> Excerpted passage
-=-=-

The recording of field notes was common practice for biological surveyors and naturalists generations before Grinnell. His system continues this tradition but is distinguished by its distinctive standardized format. It consists of three sections:
The journal contains a narrative account describing the study site and summarizing each day’s activities and observations, including a list of species encountered. This section is often peppered with sketches, photographs, or maps.
The catalog is a sequential record of all voucher specimens collected, each with a unique field number and the information needed for the specimen’s museum tag, such as its sex, mass, breeding status, and standard body measurements.
Species accounts are species-specific summaries of information and observations, gradually accumulated over multiple days at a site or across multiple sites, that eventually grow to detailed summaries of physical description, seasonal behaviors, microhabitat associations, and other characteristics.
Separating the notebook in this fashion allows each section to have its own context-specific structure and format.
From the earliest days of my fieldwork until now, throughout a given day I jotted notes, typically in pencil, into a small, spiral-bound pocket notebook, remembering the admonition not to trust one’s memory but to record observations as continually as possible. I then transcribes these notes into my handwritten journal in the evenings on the best of days or every few days when an intense field effort allowed.

-=-=-

> Supplied information
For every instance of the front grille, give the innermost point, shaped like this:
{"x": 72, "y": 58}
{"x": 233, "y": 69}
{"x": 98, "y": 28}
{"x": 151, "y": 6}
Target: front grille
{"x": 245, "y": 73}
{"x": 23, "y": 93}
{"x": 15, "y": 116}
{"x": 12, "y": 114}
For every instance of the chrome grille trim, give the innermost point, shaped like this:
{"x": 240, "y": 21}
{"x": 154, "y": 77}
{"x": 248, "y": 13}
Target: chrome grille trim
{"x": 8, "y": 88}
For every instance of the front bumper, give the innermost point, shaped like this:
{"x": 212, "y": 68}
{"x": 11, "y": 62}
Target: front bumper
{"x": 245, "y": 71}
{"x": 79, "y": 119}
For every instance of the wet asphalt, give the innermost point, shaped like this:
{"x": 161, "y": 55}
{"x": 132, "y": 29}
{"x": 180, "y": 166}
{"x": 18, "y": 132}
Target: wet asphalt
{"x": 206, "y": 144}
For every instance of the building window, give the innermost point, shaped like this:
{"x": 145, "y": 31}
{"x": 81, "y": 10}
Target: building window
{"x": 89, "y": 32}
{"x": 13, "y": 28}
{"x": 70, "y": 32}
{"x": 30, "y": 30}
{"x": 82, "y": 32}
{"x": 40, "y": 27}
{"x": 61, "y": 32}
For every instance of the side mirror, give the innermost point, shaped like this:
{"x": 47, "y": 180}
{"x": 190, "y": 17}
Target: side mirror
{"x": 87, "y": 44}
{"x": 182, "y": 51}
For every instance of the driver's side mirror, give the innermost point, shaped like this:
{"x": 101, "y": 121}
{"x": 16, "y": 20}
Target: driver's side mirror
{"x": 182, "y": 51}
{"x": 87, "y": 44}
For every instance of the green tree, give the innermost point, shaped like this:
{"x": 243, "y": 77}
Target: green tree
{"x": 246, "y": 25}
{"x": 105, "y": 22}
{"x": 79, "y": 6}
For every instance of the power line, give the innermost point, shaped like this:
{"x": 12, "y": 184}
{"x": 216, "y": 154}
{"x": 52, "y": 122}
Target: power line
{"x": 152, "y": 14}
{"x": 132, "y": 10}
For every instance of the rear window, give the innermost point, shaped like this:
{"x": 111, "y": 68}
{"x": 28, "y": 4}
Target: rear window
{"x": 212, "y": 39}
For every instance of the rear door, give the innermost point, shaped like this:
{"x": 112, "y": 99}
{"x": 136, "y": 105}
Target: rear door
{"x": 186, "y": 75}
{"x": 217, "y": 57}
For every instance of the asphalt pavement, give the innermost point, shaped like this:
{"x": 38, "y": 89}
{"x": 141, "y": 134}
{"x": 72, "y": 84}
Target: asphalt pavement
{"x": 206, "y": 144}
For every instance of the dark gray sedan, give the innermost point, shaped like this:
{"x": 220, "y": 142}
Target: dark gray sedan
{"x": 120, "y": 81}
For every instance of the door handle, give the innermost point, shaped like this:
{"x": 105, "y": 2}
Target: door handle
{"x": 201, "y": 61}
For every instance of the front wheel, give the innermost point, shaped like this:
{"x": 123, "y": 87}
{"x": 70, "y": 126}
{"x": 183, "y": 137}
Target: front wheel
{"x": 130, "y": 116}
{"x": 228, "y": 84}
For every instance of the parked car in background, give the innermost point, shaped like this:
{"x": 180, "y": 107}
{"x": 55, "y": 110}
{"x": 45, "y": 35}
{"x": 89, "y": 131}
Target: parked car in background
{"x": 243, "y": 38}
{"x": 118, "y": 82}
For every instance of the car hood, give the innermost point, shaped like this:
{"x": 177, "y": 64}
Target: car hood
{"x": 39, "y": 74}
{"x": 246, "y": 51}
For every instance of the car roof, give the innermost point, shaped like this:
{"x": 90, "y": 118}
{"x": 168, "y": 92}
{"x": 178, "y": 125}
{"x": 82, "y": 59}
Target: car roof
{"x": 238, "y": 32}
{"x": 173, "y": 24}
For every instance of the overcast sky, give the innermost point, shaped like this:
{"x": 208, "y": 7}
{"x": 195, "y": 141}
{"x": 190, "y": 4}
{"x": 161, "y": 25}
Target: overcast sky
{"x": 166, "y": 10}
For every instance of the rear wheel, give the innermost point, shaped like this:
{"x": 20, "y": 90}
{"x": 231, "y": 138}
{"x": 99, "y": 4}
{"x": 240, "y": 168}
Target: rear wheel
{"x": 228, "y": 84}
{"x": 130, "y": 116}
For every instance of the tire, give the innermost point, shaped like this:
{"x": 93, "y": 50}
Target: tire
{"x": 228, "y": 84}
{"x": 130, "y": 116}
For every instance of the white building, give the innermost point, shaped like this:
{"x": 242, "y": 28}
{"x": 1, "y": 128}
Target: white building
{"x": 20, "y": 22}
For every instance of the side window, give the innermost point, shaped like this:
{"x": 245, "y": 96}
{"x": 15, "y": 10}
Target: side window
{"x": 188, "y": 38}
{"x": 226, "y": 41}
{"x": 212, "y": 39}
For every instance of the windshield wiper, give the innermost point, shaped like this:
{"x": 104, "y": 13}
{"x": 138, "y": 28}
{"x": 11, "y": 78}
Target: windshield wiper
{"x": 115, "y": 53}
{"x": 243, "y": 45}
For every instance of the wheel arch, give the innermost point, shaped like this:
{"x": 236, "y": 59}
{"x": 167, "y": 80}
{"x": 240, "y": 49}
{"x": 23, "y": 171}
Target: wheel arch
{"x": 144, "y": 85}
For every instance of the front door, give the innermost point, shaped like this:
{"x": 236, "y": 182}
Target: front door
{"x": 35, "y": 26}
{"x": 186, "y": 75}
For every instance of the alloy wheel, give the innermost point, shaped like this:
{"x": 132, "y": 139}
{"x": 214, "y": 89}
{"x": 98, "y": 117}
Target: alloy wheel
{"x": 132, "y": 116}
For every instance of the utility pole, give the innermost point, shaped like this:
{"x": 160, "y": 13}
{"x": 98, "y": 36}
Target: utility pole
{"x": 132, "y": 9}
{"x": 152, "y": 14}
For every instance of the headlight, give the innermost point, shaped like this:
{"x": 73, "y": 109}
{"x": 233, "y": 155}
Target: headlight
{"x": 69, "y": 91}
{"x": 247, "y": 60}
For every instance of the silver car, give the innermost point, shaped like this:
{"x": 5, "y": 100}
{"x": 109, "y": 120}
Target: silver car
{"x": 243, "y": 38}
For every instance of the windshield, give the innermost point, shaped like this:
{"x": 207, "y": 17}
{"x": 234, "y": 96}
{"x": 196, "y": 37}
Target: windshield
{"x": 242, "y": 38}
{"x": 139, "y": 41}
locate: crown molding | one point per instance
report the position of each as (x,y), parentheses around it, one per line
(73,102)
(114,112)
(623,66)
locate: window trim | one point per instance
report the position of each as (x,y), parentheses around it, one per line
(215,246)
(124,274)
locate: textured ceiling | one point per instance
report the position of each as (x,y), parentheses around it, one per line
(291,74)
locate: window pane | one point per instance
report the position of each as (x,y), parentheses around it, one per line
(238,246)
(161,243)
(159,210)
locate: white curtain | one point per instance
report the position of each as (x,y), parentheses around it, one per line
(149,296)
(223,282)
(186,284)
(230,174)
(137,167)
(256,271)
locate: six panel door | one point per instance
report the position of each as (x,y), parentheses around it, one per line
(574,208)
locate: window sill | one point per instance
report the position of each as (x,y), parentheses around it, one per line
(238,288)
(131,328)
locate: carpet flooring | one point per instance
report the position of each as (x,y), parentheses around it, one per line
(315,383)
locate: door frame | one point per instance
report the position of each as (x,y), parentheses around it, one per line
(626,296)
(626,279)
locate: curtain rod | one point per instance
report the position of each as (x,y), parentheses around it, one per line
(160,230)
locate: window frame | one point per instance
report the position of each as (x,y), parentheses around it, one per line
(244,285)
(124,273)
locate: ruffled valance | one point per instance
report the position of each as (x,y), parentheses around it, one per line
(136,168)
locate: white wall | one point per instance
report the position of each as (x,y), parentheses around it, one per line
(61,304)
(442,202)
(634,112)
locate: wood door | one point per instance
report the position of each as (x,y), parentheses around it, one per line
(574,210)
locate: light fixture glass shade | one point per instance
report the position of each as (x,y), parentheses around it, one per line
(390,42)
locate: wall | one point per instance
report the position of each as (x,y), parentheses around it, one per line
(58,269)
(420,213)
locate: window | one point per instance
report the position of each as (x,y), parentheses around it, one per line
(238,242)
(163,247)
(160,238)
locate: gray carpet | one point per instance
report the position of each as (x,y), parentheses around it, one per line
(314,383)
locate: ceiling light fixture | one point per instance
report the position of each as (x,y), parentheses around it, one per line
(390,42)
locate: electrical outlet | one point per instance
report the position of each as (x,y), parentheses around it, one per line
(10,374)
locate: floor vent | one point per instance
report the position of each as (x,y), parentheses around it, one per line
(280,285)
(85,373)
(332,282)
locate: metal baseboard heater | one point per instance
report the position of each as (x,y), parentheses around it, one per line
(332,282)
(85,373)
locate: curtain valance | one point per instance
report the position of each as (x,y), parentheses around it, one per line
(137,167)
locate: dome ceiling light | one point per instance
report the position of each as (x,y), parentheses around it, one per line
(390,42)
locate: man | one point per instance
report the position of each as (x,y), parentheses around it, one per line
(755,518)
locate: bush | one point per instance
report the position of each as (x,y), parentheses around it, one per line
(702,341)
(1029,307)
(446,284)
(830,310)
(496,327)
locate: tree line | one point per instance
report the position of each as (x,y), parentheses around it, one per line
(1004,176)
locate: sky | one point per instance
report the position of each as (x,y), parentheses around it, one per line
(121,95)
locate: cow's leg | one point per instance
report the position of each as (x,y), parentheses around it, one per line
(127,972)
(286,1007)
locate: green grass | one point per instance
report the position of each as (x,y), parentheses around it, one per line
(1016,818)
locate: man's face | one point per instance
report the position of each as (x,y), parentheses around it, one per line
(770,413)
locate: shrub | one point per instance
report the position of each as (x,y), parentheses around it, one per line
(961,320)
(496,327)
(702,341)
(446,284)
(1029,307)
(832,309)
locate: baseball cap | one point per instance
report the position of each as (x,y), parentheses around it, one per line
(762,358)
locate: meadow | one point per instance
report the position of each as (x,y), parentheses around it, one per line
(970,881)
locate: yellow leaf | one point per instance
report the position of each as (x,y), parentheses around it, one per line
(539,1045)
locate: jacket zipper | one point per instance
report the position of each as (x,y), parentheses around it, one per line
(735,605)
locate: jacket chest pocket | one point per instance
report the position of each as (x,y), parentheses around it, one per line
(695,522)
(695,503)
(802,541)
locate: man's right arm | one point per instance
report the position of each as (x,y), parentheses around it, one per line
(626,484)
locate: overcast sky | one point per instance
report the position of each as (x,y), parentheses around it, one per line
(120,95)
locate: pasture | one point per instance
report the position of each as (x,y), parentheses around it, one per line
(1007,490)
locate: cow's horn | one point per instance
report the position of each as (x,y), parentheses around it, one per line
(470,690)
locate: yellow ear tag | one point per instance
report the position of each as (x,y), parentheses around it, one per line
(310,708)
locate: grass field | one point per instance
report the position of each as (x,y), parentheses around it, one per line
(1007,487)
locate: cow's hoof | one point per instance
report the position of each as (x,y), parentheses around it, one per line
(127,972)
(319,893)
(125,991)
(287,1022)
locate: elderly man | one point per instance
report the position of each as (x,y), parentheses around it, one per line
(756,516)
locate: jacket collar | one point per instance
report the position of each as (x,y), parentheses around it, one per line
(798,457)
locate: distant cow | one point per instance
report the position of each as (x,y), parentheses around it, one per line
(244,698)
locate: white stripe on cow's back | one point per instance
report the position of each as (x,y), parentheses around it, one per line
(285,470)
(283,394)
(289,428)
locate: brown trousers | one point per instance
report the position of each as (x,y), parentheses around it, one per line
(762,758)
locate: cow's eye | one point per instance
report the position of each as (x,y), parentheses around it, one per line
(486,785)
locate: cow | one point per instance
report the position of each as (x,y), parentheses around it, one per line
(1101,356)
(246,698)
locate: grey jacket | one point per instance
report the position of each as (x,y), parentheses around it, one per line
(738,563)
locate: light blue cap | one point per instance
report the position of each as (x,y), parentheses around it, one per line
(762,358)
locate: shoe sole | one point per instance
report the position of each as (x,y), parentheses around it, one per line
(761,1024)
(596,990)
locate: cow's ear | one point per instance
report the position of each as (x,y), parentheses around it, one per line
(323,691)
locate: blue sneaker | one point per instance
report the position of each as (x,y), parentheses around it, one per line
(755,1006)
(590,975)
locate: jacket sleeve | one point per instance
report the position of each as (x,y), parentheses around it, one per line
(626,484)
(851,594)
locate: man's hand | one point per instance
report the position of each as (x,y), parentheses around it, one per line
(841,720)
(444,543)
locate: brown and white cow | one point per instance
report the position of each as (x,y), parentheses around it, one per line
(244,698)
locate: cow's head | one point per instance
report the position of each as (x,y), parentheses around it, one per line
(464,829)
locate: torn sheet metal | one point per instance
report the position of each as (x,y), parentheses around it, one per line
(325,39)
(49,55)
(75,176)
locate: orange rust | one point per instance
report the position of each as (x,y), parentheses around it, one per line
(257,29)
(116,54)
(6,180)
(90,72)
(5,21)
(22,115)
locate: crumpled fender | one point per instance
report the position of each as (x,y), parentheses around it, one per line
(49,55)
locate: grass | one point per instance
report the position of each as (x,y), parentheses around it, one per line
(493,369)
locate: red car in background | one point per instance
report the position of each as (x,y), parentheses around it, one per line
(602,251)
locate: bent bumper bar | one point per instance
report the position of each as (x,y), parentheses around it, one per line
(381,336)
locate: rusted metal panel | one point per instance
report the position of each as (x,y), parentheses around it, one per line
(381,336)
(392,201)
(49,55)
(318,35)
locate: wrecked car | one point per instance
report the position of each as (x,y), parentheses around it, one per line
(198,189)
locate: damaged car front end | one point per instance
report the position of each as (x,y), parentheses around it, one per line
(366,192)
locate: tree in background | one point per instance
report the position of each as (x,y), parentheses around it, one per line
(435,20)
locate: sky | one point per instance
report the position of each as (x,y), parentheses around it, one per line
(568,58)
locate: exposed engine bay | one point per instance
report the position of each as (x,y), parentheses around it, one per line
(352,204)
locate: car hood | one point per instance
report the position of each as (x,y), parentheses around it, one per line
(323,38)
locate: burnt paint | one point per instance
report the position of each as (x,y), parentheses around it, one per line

-=-=-

> Exercises to complete
**a)** State whether each statement below agrees with the passage on the field-note system, answering yes or no and quoting the deciding words of the passage.
(i) Each voucher specimen in the catalog receives a unique field number.
(ii) The journal includes a list of the species encountered.
(iii) Species accounts are written in full on a single day at one site.
**b)** Answer these questions from the passage on the field-note system.
(i) How many sections make up the system?
(ii) With what did the writer typically jot notes during the day?
(iii) When did the writer transfer those notes into the journal?
**c)** Extend the passage on the field-note system, beginning after its final sentence.
The material that accompanies this text has no connection to it.

> Responses to the tasks
**a)**
(i) Yes: "each with a unique field number"
(ii) Yes: "including a list of species encountered"
(iii) No: "gradually accumulated over multiple days at a site or across multiple sites"

**b)**
(i) Three.
(ii) Pencil, in a small, spiral-bound pocket notebook.
(iii) In the evenings on the best of days, or every few days when an intense field effort allowed.

**c)**
From 2000 onward, I would still takes pencil notes in a small pocket notebook in the field, but I transcribes these into a word-processor document with margins set for the size of our field note pages. I combined this document with my field catalog for a particular trip and eventually both would be bound in the same manner as standard, handwritten field notes.
This approach had the advantage of producing both an archival paper copy as well as an electronic copy. It was also easy to intersperse specialized maps and digital photographs, which had become the norm by this time, throughout the journal text.
I have two field notebooks: a “raw" notebook and my formal Grinnellian notebook.
In the field, I take all my raw notes in a waterproof notebook using a fine-point permanent pen (or pencil when its raining). The entries have virtually no structure other than the date at the top of (almost) every page.
At the end of the day, I transcribe the notes into my Grinnellian journal as if I were writing a latter to a colleague.
Being an end-user of someone else’s field notes certainly gives you insight into the benefits of good note-taking skills. Our experiences as end-users and creators of archival field notes lead us to a few specific recommendations:
(1) Don’t get bogged down in the details of format or style.
Rules are counterproductive if they prevent a researcher from taking field notes in the first place.
You will get more return by focusing on your content than by refining your formatting.
(2) Compose your notes as if you were writing a letter to someone a century in the future.
Writing for an external audience requires you to be more explicit in your descriptions and to take less knowledge for granted. Avoid the use of abbreviations, symbols, and other shortcuts that only you will understand.
Ask yourself: How would you describe this to someone over the phone?
(3) It is better to spend five minutes writing the important details than twenty minutes writing the trivial ones.